Text excerpt |

IBCC Digital Archive

Date

1941-09-15

Contributor

Robin Christian

Rights

This content is available under a CC BY-NC 4.0 International license (Creative Commons Attribution-NonCommercial 4.0). It has been published ‘as is’ and may contain inaccuracies or culturally inappropriate references that do not necessarily reflect the official policy or position of the University of Lincoln or the International Bomber Command Centre. For more information, visit https://creativecommons.org/licenses/by-nc/4.0/ and https://ibccdigitalarchive.lincoln.ac.uk/omeka/legal.

Format

Four page handwritten letter

Language

Identifier

EAkrillWEAkrill[Mo]410915

Spatial Coverage

Temporal Coverage

Transcription

No 1436220 A.C.2. AKRILL,
O/12 No. 4 Squadron.
BENTINCK CLOSE,
PRINCE ALBERT ROAD
LONDON. N.W.8.
Monday Night. 15 Sept 1941.

Dear Mum & all,

At last I have a chance to sit down and so I must get off a letter, though when I’ll get it posted I don’t know! Must see if I can cadge a stamp.

I am billited [sic] in one of the best parts of London in a rather nice block of flats close by, almost overlooking Regents Park. I share a bare room with 4 others - beds on the floor but they don’t look too bad & I’m certainly ready for one! Got to King’s X. at 12.25 & had a stroll around town as I wanted to have a look at it as a [underlined] CIVILIAN [/underlined] before getting to camp. Just the same old place it seems. I’ve only seen one bad lot of blitz & that strangely enough was in Bedford Row - you know my old haunt.

[page break]

[underlined] 2 [/underlined]
really depressing. I walked down it and every place was gutted & dead though in the square hoards of evacuated slum bains ran about. As I passed the old Clevedon - though it’s windows were gone it displayed the sign - ‘Open’ Good old Clevedon. Oxford St. was as usual though you see ruined buildings wherever you look. All the big stores were carrying on. I had a pot of tea, Lyons & took the tube for St. John’s Wood getting to Lords soon after 2. Crowds of fellows on the way and the whole place swarming with Cadets - the white flash I envied so much is of no value here - I’ll get mine thrown at me first thing tomorrow and I hear that the thing’s regarded as a curse! We are in charge of a damned decent corporal & I believe we’ll get on fine. Do you know where we have to parade for meals? None other place than the dear old Zoo!! Lots of monkeys I suppose. If [[deleted] expect [/deleted] I do well I shall be gone from here in a fortnight - anyway this address will hold no longer. I have to go through a Psychological Test a Night Vision test and a Maths Test

[page break]

[underlined 3 [/underlined]
down here. If I fail the first I’m out, fail the 2nd I’m no good for Night flying - fail the 3rd & I stay here [deleted] for [/deleted] indefinately [sic] on a Refresher Course. Hope I can manage them all & then I should be gone in something like a fortnight. Don’t distribute the address around as it’s not permanent. Though if you do, make it clear that it will hold only for a fortnight. From what I can see we have a pretty easy time here - we’re allowed out from 6.0 p.m. to 10.30 & 11.59 on Saturdays. This is a receiving centre & we go from here to an Initial Training Wing. I can hear the wardens going round shouting about Black-out. Air raids are taken [underlined] seriously [/underlined] here!

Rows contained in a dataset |

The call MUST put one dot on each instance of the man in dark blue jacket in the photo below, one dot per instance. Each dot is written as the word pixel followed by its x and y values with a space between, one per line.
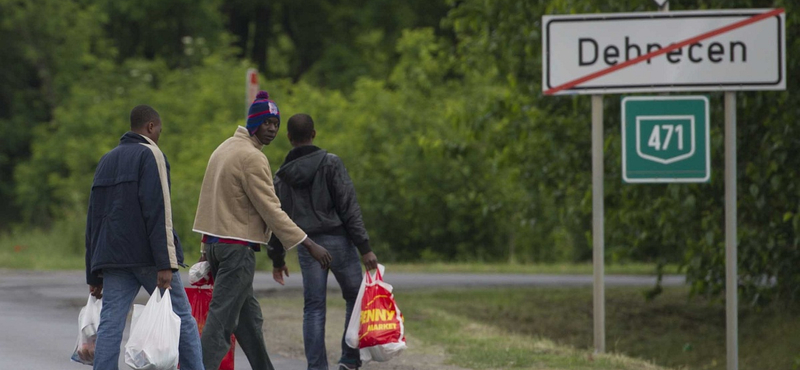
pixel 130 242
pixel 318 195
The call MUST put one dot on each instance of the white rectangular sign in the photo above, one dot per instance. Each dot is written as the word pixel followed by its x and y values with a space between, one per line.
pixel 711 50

...

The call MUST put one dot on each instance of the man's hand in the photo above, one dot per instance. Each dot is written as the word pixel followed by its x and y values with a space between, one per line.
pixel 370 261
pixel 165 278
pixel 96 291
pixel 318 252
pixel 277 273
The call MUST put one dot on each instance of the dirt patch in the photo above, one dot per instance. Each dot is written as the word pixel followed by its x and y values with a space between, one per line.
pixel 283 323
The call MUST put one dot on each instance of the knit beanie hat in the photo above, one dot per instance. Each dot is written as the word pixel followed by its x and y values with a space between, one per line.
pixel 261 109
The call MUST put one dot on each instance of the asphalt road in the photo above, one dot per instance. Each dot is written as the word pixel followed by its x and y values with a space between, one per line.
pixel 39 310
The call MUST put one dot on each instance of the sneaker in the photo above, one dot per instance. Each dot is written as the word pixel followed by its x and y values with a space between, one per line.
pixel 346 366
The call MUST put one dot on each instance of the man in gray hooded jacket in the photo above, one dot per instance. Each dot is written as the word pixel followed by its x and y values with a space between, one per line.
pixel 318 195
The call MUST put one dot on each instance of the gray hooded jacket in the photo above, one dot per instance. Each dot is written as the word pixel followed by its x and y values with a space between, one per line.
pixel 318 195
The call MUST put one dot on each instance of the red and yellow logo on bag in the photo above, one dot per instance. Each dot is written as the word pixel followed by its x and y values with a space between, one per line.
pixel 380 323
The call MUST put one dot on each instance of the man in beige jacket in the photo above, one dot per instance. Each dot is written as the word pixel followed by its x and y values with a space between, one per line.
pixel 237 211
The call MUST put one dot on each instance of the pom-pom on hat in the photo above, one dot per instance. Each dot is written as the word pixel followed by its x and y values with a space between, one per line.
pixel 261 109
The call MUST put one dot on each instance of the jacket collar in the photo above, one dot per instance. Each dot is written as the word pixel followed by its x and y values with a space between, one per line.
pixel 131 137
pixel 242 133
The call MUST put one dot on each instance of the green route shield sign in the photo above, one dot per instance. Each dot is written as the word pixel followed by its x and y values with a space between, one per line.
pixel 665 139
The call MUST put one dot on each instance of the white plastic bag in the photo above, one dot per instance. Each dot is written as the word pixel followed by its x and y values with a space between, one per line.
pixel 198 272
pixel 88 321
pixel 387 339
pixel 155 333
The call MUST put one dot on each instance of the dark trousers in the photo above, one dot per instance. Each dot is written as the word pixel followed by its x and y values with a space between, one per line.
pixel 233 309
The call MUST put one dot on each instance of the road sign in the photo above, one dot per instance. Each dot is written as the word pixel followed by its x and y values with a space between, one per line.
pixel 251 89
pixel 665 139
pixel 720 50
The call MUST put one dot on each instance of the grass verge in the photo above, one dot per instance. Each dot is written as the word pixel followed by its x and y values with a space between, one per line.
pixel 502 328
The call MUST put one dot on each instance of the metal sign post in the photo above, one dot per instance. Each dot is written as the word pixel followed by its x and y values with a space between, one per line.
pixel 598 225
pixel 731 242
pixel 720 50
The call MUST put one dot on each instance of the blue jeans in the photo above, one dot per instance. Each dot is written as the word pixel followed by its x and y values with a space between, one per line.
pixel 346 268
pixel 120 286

What is being asked | List every test that the writer of the archived letter says must be taken at the receiving center.

Answer to the exercise | Psychological Test, Night Vision test, Maths Test